*TASK INSTRUCTIONS*. Only the lines from the one with "Where can the shoulder" through the end of the data are wanted, copied exactly.

*DATA FOR THE TASK*.
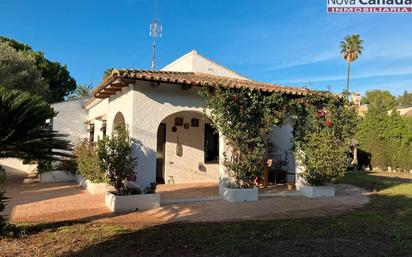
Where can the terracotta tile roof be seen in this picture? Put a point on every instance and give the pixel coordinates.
(123, 77)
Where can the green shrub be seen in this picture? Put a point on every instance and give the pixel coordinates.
(87, 161)
(323, 136)
(2, 174)
(241, 115)
(384, 134)
(3, 222)
(116, 158)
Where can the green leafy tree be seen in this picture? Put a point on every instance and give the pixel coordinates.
(116, 159)
(323, 133)
(87, 160)
(23, 132)
(55, 75)
(18, 71)
(107, 72)
(242, 116)
(405, 100)
(384, 133)
(351, 49)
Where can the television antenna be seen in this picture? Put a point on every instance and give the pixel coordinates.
(155, 31)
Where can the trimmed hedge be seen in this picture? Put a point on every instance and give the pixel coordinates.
(384, 136)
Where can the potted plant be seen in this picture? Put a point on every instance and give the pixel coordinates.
(55, 171)
(322, 138)
(116, 159)
(89, 173)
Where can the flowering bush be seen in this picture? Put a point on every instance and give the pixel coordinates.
(115, 157)
(241, 115)
(323, 135)
(87, 160)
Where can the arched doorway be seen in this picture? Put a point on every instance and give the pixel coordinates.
(118, 121)
(187, 149)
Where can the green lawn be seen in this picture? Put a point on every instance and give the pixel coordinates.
(382, 228)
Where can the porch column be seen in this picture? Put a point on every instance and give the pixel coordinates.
(299, 168)
(223, 178)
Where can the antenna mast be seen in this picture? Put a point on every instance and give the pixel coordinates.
(155, 31)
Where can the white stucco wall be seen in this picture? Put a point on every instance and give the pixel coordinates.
(190, 167)
(151, 105)
(145, 106)
(98, 110)
(281, 137)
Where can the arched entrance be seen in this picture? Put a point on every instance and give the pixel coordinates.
(187, 149)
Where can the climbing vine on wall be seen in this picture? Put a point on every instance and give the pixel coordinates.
(242, 116)
(323, 135)
(323, 129)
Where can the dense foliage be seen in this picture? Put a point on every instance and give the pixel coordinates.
(323, 130)
(351, 49)
(116, 158)
(54, 76)
(384, 134)
(242, 116)
(18, 71)
(405, 100)
(87, 161)
(24, 133)
(323, 136)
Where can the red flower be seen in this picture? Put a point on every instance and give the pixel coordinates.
(320, 114)
(328, 123)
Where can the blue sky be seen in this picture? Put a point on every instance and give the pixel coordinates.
(291, 42)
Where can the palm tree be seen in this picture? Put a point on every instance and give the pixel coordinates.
(107, 72)
(81, 91)
(24, 133)
(351, 49)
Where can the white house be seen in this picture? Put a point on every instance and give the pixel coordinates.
(164, 113)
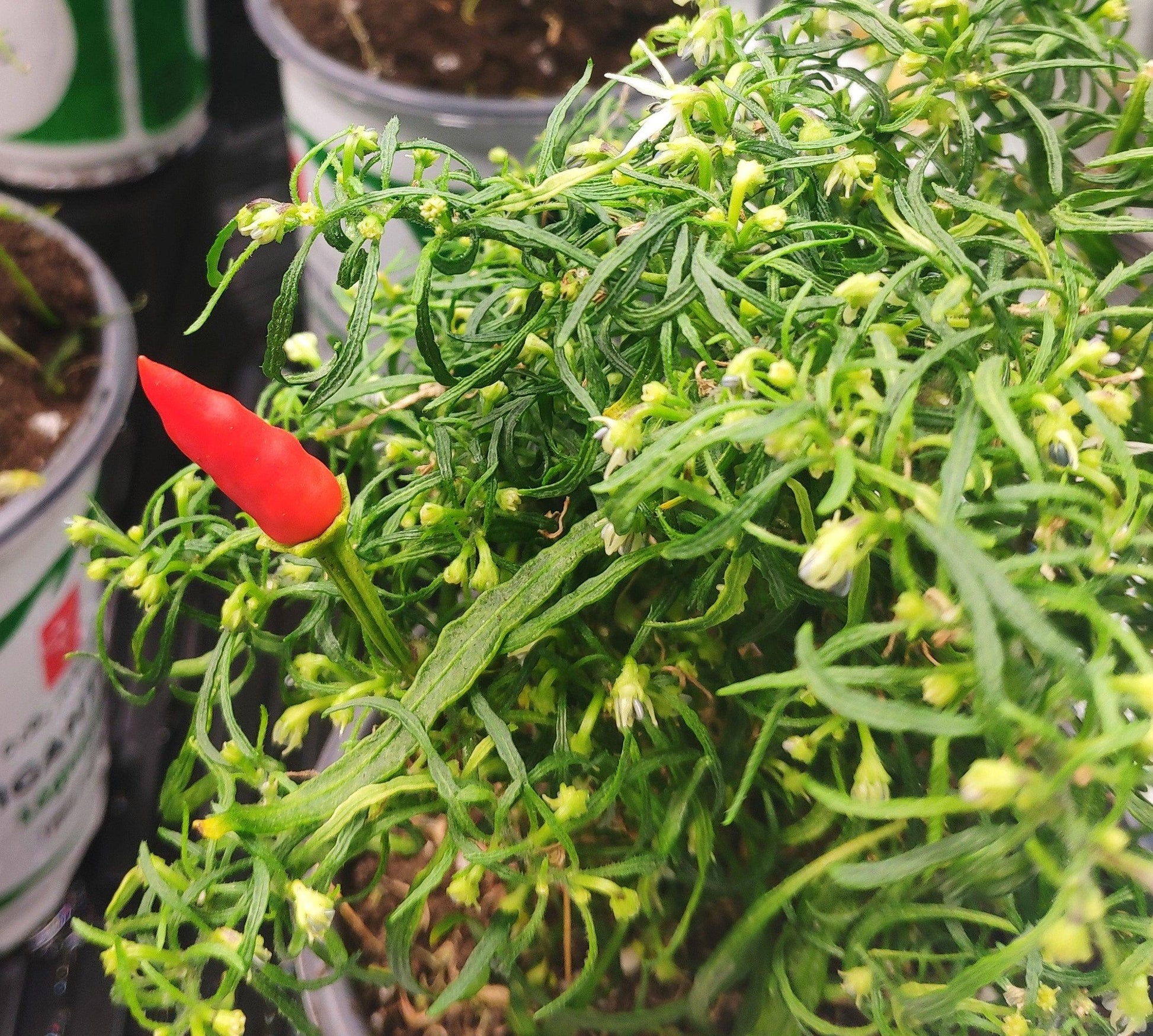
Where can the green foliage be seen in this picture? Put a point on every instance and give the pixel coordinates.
(768, 498)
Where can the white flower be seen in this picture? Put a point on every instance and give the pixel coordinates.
(837, 549)
(264, 220)
(706, 37)
(630, 695)
(312, 910)
(677, 103)
(849, 171)
(858, 291)
(620, 437)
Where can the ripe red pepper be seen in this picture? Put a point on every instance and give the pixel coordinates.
(263, 470)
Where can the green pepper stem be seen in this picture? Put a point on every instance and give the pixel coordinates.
(347, 573)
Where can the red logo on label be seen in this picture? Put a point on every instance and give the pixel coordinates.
(60, 636)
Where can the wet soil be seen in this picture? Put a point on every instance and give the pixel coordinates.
(35, 419)
(482, 47)
(443, 945)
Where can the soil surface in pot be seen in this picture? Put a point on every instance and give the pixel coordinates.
(483, 47)
(443, 944)
(35, 415)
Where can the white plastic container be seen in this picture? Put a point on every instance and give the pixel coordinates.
(323, 96)
(53, 748)
(332, 1009)
(95, 94)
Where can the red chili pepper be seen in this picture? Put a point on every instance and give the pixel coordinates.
(262, 469)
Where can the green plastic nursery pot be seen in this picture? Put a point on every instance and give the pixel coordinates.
(53, 750)
(98, 91)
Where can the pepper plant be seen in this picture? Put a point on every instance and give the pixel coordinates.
(763, 493)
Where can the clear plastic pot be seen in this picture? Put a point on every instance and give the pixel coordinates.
(323, 96)
(53, 748)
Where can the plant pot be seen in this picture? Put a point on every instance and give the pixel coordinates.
(323, 96)
(53, 752)
(98, 94)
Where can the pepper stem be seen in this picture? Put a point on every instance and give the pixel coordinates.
(347, 573)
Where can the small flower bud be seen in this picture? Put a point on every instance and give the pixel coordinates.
(238, 608)
(136, 571)
(152, 591)
(771, 218)
(457, 571)
(992, 784)
(491, 395)
(909, 64)
(837, 549)
(630, 695)
(857, 983)
(782, 374)
(871, 781)
(800, 749)
(858, 291)
(655, 392)
(1015, 1025)
(625, 904)
(431, 514)
(1067, 943)
(509, 500)
(229, 1022)
(434, 209)
(370, 228)
(100, 569)
(570, 803)
(487, 575)
(84, 532)
(313, 912)
(939, 689)
(465, 887)
(302, 348)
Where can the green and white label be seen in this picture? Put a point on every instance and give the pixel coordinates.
(88, 85)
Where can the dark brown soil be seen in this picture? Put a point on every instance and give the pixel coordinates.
(512, 47)
(29, 433)
(436, 963)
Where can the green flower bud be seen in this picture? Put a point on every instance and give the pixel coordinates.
(509, 500)
(313, 912)
(302, 348)
(431, 514)
(570, 803)
(992, 784)
(465, 887)
(487, 575)
(136, 571)
(370, 228)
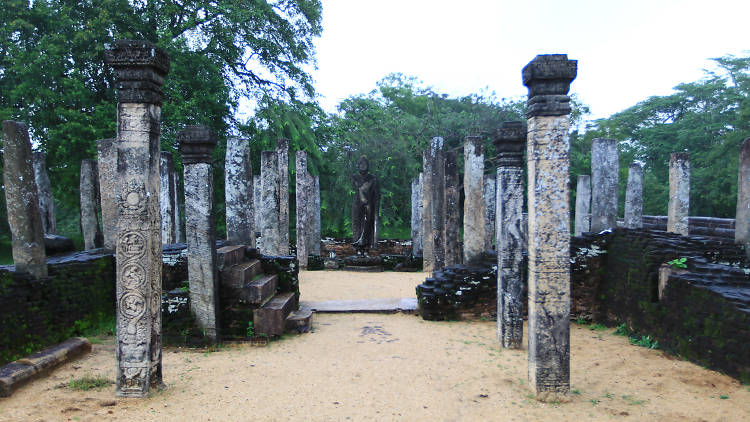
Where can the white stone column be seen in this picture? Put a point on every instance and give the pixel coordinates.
(196, 145)
(548, 78)
(583, 205)
(238, 190)
(139, 68)
(634, 197)
(604, 181)
(679, 193)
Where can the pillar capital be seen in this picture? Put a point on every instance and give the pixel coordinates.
(548, 79)
(197, 142)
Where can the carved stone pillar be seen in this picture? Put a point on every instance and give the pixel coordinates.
(196, 145)
(238, 190)
(583, 205)
(510, 141)
(679, 193)
(634, 197)
(548, 78)
(139, 68)
(22, 201)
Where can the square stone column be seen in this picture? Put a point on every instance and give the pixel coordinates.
(742, 220)
(510, 142)
(475, 229)
(167, 198)
(196, 145)
(634, 197)
(679, 193)
(548, 78)
(238, 190)
(583, 205)
(416, 215)
(139, 68)
(89, 191)
(106, 159)
(282, 151)
(22, 201)
(604, 180)
(44, 189)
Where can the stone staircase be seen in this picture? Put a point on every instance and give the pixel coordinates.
(249, 294)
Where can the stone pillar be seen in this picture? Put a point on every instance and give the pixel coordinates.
(22, 201)
(304, 201)
(196, 145)
(634, 197)
(89, 189)
(679, 193)
(106, 162)
(257, 210)
(416, 215)
(433, 207)
(548, 78)
(510, 142)
(238, 190)
(604, 181)
(282, 151)
(269, 204)
(475, 228)
(583, 205)
(166, 198)
(490, 190)
(742, 220)
(44, 189)
(453, 255)
(315, 239)
(139, 69)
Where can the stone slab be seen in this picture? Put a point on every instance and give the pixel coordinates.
(15, 374)
(406, 305)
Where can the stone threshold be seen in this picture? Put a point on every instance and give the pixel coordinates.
(405, 305)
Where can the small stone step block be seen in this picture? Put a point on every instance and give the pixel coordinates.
(271, 318)
(299, 321)
(229, 256)
(239, 275)
(259, 291)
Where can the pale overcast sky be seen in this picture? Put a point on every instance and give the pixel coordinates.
(626, 50)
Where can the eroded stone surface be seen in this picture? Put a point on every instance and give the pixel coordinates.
(22, 201)
(679, 193)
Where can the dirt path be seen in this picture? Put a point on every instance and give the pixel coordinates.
(390, 367)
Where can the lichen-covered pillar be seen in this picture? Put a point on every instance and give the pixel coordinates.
(22, 201)
(314, 247)
(238, 191)
(166, 198)
(604, 181)
(742, 219)
(269, 204)
(453, 255)
(583, 205)
(490, 191)
(634, 197)
(139, 70)
(196, 145)
(679, 193)
(416, 215)
(474, 212)
(44, 189)
(89, 190)
(106, 162)
(548, 78)
(510, 142)
(282, 152)
(304, 201)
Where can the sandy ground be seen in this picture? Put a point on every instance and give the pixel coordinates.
(390, 367)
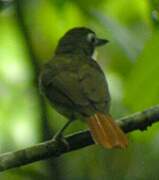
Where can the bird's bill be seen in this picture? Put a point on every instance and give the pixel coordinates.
(100, 42)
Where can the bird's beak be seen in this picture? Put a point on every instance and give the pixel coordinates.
(100, 42)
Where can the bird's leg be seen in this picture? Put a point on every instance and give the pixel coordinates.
(58, 137)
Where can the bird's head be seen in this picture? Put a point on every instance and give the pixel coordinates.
(79, 40)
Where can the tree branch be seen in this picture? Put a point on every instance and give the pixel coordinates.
(140, 120)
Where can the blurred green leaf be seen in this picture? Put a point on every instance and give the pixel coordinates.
(142, 86)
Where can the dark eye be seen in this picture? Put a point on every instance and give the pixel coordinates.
(91, 38)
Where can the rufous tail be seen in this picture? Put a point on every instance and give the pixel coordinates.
(106, 132)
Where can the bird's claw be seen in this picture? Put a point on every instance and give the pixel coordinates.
(59, 138)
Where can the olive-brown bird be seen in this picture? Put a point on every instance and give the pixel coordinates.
(76, 87)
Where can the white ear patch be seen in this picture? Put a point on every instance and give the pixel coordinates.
(91, 37)
(95, 54)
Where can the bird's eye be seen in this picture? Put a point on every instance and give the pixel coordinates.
(91, 38)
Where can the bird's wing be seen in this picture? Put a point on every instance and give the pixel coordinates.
(61, 86)
(94, 86)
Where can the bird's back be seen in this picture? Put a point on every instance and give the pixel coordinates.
(75, 86)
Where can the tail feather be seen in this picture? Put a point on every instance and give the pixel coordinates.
(106, 132)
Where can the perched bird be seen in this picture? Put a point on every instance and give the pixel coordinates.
(76, 87)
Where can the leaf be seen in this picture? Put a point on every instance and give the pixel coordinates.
(142, 86)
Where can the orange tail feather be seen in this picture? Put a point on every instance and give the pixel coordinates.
(106, 132)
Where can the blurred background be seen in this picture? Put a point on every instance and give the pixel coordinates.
(29, 31)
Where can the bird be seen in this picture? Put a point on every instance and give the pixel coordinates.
(76, 87)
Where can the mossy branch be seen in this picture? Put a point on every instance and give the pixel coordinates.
(140, 120)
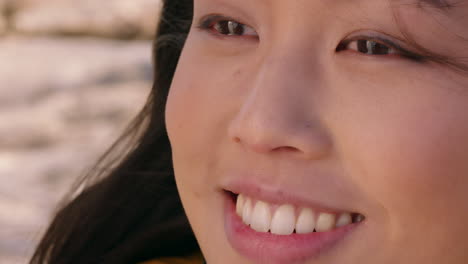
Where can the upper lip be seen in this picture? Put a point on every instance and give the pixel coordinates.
(325, 198)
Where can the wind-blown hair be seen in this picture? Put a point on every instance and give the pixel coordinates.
(127, 209)
(133, 212)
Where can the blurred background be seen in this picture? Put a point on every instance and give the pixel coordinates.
(72, 75)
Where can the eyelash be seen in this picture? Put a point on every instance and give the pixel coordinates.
(209, 23)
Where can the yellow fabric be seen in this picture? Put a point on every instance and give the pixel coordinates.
(194, 259)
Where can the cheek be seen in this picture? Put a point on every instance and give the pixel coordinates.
(202, 101)
(415, 165)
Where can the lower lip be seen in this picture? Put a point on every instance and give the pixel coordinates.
(278, 249)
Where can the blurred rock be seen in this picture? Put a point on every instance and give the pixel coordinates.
(115, 19)
(62, 103)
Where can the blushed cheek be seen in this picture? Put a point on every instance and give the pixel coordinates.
(419, 173)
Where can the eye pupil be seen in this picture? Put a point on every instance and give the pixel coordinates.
(228, 27)
(372, 48)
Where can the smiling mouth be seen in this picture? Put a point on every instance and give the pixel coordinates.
(287, 219)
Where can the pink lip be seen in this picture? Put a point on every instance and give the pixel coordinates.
(276, 249)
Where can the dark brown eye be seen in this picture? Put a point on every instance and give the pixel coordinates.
(227, 27)
(370, 47)
(233, 28)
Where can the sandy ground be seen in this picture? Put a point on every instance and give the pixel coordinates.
(63, 101)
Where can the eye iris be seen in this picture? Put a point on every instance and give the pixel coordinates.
(227, 27)
(372, 48)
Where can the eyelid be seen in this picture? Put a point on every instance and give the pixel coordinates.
(207, 21)
(404, 52)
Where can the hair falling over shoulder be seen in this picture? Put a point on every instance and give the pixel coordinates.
(131, 212)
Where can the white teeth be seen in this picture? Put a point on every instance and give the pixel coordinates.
(305, 222)
(325, 222)
(258, 215)
(240, 204)
(283, 221)
(261, 217)
(247, 211)
(343, 219)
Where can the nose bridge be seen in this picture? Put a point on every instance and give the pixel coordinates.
(278, 113)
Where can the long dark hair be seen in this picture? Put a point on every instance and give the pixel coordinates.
(130, 213)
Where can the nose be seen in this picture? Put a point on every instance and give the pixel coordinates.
(279, 111)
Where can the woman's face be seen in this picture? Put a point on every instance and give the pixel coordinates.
(317, 113)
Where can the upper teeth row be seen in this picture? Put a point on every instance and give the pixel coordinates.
(283, 221)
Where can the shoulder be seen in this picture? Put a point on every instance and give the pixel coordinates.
(193, 259)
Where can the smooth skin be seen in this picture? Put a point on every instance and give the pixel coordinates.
(382, 135)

*RESPONSE AREA*.
Where can the shoulder be seen in this picture? Put a point on every instance and give the pixel coordinates.
(193, 259)
Where can the smooth skin be seen in this picture? Put a point on every instance and give the pixel coordinates.
(382, 135)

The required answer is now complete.